**Problem to solve:** Reproduce word for word the passage of the Reddit API tutorial below, starting at "# If you're" and ending at "the 'shebang line'.".

----- Excerpt provided

[< index](README.md)
# 23 - Accessing the Reddit API using the `praw` library

In [9]:
# In chapter 13 you've learned to work with the Wikipedia REST API. Many other sites also 
# have an API, such as Reddit. This API uses authentication, which means it's a bit harder than the
# Wikipedia API to use. Because of that, it's easier to use a library to do the difficult stuff for you. 
# We're going to use the 'praw' library. To install it, open a terminal and type 'pip install praw'.
# If you're working on Windows with the Anaconda package, try the 'Anaconda prompt' to do this.
# 
# You first need to create credentials for this app, and you also need to make a Reddit account first. 
# After that, follow this tutorial (http://www.storybench.org/how-to-scrape-reddit-with-python/)
# until the heading about the 'shebang line'.
#
# To use praw, we first need to import the library
import praw

# Also, import pandas for later in this chapter
import pandas as pd

In [10]:
# We need to define two 'keys' to use with the Reddit API. These are supposed to be secret, 
# so enter them here, don't share them with anyone! We also need a 'user agent string', 
# simply replace the place where it says 'YOUR_NAME' with your Reddit username
#
# Note how we CAPITALIZE the variable names. This is a convention
# to indicate that these are 'constants' and shouldn't be changed
CLIENT_ID = "CLIENT_ID_HERE"
CLIENT_SECRET = "CLIENT_SECRET_HERE"
USER_AGENT = f"python:{CLIENT_ID}:0.1 (by /u/YOUR_NAME)"

In [11]:
# Okay! Now we can create an instance of the api by using this command
api = praw.Reddit(
    client_id = CLIENT_ID,
    client_secret = CLIENT_SECRET,
    user_agent = USER_AGENT
)

In [12]:
# To test the api, see if this returns 'True'
api.read_only

True

In [13]:
# Let's try getting the 3 'hottest' submission on the popular 'Ask Reddit' subreddit.

----------
----- Information supplied

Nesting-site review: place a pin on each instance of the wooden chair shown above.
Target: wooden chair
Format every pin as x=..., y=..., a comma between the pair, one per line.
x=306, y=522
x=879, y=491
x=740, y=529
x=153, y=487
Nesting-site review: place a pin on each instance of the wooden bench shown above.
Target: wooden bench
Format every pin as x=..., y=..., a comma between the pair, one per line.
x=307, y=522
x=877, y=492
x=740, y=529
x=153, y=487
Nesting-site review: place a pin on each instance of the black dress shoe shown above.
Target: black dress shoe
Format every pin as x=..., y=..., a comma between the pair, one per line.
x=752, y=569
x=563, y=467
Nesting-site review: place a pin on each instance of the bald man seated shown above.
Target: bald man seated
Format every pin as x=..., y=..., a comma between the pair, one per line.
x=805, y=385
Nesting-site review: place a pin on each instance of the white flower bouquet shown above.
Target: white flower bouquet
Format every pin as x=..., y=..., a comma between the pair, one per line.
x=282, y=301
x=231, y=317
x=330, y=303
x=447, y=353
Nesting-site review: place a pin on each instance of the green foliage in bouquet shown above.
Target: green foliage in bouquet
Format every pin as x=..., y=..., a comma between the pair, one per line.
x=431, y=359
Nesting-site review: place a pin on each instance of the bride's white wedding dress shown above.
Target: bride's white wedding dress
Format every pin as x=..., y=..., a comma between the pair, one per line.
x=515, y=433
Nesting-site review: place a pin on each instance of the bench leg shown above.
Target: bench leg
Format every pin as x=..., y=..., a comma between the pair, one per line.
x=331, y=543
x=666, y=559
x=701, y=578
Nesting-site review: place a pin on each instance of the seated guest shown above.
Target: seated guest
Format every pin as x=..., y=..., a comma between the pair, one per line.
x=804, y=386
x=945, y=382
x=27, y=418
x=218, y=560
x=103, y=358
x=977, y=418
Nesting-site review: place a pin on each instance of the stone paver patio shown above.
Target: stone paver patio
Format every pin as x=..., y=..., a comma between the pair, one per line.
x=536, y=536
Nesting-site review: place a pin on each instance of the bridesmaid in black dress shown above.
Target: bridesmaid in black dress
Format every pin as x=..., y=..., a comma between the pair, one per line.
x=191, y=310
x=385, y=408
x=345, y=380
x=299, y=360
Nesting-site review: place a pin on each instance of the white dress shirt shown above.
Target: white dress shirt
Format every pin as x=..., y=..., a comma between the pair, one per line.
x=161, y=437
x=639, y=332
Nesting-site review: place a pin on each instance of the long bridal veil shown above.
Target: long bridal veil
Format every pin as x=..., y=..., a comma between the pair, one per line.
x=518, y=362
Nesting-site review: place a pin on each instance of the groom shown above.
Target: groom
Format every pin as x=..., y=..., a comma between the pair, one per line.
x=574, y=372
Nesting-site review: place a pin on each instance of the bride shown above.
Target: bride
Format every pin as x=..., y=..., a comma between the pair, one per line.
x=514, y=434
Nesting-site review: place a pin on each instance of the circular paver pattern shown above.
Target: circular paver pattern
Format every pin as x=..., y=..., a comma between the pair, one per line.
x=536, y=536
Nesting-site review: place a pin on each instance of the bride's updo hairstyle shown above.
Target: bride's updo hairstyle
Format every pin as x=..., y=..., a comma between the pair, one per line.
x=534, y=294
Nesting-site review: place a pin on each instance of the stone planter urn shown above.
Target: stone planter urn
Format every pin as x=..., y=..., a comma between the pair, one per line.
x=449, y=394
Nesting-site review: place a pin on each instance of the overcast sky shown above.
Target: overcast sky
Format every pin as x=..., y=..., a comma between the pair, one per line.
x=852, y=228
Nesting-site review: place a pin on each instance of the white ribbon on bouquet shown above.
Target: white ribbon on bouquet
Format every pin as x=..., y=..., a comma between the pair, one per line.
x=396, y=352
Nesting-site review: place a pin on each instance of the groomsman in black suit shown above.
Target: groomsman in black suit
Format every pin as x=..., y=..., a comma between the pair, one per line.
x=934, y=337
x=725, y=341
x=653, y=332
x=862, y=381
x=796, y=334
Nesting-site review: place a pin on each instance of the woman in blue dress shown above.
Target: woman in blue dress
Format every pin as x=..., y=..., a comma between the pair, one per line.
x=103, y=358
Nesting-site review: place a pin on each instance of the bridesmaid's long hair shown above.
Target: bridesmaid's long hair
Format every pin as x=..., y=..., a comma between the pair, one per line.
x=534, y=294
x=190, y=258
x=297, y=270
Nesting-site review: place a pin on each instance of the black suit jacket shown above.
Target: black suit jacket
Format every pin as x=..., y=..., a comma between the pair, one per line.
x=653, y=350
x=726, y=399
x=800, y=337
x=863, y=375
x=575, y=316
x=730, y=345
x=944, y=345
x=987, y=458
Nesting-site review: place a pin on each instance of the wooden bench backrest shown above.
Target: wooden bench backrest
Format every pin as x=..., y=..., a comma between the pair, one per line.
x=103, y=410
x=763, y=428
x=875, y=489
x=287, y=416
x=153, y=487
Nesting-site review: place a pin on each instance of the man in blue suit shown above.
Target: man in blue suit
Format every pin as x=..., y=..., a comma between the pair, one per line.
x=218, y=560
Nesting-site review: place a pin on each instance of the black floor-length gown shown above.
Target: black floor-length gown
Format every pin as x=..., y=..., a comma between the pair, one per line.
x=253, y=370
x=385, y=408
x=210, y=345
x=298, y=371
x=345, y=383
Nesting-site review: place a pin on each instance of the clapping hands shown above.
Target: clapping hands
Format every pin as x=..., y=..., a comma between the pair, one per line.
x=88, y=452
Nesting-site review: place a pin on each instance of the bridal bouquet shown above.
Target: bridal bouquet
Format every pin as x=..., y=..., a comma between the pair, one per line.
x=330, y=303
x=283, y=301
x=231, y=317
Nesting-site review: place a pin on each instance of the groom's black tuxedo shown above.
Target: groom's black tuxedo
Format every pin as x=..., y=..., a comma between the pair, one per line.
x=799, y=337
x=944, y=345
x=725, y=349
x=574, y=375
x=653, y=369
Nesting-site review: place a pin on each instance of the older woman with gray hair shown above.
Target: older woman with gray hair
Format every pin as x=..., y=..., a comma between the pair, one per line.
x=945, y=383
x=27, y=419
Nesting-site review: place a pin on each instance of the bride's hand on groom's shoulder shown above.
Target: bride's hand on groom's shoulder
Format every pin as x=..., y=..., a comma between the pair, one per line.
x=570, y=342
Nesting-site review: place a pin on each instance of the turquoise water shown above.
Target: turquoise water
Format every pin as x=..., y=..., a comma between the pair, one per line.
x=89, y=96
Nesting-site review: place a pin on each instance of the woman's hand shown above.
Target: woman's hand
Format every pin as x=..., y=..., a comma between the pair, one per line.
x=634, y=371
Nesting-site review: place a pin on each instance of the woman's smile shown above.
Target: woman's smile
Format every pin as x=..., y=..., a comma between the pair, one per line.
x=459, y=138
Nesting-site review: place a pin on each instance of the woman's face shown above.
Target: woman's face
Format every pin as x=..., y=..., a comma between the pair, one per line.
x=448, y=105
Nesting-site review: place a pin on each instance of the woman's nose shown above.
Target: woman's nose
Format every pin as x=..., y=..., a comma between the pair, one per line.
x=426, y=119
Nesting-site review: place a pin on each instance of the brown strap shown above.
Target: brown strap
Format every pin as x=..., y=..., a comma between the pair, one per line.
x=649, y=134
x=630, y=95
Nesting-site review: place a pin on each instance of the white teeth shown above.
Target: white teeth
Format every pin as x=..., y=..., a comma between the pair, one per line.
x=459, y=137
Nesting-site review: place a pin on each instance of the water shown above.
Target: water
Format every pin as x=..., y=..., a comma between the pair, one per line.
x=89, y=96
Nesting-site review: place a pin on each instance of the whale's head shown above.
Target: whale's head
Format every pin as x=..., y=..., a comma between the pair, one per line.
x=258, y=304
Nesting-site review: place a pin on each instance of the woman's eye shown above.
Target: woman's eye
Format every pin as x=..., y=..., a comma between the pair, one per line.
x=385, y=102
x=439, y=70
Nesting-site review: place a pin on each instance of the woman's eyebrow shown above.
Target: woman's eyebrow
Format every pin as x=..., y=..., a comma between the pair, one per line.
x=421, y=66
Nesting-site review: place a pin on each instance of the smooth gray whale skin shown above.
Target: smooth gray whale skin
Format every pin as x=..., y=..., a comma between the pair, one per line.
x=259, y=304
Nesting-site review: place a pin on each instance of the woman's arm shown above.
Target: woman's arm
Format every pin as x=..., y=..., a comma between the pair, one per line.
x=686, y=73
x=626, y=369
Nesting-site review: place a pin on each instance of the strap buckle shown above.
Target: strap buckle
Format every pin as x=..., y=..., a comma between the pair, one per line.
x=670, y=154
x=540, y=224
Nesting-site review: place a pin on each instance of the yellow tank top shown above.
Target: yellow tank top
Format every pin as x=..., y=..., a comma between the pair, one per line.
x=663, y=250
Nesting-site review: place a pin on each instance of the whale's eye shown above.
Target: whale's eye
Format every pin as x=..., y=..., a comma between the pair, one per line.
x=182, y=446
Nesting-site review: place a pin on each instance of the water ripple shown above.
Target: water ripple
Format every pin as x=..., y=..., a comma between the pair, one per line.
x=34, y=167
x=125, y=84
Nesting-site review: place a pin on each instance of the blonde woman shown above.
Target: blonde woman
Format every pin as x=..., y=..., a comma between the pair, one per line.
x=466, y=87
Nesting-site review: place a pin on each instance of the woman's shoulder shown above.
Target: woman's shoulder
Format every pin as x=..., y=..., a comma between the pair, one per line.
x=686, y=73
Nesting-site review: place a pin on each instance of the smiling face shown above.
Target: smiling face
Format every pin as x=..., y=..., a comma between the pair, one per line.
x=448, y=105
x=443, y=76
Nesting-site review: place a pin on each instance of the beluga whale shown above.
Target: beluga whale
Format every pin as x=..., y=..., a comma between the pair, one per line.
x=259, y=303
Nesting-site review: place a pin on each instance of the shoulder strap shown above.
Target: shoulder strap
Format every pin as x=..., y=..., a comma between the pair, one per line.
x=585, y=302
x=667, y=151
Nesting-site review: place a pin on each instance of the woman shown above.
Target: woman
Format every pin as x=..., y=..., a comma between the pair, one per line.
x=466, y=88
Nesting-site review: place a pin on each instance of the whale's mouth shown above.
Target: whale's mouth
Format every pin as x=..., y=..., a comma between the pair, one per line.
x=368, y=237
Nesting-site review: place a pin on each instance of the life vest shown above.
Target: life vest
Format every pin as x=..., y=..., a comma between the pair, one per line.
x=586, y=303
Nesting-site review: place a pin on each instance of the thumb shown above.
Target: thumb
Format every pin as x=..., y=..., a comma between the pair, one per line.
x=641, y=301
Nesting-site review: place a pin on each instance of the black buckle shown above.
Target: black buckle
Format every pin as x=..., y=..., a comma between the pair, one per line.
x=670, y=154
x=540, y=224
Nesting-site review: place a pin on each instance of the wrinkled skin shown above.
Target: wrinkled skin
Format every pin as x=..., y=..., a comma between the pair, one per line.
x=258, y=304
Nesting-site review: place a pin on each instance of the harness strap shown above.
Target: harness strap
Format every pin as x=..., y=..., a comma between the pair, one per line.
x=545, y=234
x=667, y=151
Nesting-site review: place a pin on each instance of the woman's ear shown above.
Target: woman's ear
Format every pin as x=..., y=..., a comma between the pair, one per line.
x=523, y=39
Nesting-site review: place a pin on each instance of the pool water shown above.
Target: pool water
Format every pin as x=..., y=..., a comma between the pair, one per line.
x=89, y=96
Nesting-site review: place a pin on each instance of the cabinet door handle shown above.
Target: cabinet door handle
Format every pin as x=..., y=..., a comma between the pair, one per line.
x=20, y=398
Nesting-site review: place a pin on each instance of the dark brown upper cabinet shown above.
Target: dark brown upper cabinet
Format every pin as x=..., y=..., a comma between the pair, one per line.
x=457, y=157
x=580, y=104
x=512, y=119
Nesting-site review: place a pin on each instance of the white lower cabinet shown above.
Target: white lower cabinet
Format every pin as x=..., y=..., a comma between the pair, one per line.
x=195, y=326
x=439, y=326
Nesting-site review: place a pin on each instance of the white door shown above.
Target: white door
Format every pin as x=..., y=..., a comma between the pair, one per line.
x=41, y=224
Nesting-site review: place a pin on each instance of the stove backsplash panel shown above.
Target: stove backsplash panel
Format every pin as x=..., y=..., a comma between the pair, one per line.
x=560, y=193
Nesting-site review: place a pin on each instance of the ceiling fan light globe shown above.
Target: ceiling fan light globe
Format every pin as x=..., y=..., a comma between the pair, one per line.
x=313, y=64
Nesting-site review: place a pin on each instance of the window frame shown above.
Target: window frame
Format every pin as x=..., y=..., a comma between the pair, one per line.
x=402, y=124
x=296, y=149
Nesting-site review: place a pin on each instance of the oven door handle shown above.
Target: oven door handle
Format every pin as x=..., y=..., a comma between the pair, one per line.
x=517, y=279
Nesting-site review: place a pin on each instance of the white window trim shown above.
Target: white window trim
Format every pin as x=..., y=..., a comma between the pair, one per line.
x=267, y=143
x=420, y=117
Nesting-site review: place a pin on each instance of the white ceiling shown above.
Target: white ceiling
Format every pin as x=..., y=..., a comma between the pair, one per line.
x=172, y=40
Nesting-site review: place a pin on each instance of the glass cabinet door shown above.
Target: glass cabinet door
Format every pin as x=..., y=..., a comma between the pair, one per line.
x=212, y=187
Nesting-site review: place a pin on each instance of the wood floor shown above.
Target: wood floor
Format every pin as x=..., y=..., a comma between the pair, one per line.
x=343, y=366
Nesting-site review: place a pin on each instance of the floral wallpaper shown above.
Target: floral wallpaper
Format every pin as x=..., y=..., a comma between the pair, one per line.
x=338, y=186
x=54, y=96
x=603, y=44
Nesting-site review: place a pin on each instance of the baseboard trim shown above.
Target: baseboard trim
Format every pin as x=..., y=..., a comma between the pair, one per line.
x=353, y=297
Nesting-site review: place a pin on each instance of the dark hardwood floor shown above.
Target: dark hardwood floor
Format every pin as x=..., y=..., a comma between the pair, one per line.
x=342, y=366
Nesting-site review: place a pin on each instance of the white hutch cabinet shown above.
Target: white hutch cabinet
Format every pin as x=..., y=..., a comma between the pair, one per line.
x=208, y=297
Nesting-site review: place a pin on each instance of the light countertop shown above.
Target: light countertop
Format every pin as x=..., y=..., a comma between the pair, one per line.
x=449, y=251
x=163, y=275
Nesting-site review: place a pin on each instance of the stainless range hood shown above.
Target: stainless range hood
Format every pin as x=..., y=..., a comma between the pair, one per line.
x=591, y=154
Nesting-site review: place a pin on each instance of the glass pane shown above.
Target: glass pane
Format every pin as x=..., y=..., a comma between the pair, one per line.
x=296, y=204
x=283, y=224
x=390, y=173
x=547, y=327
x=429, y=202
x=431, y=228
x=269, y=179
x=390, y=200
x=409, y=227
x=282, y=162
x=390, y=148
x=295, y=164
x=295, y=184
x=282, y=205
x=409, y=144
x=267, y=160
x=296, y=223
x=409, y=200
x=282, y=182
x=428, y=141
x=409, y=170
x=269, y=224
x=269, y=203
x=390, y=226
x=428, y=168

----------

**Answer in full:**
# If you're working on Windows with the Anaconda package, try the 'Anaconda prompt' to do this.
# 
# You first need to create credentials for this app, and you also need to make a Reddit account first. 
# After that, follow this tutorial (http://www.storybench.org/how-to-scrape-reddit-with-python/)
# until the heading about the 'shebang line'.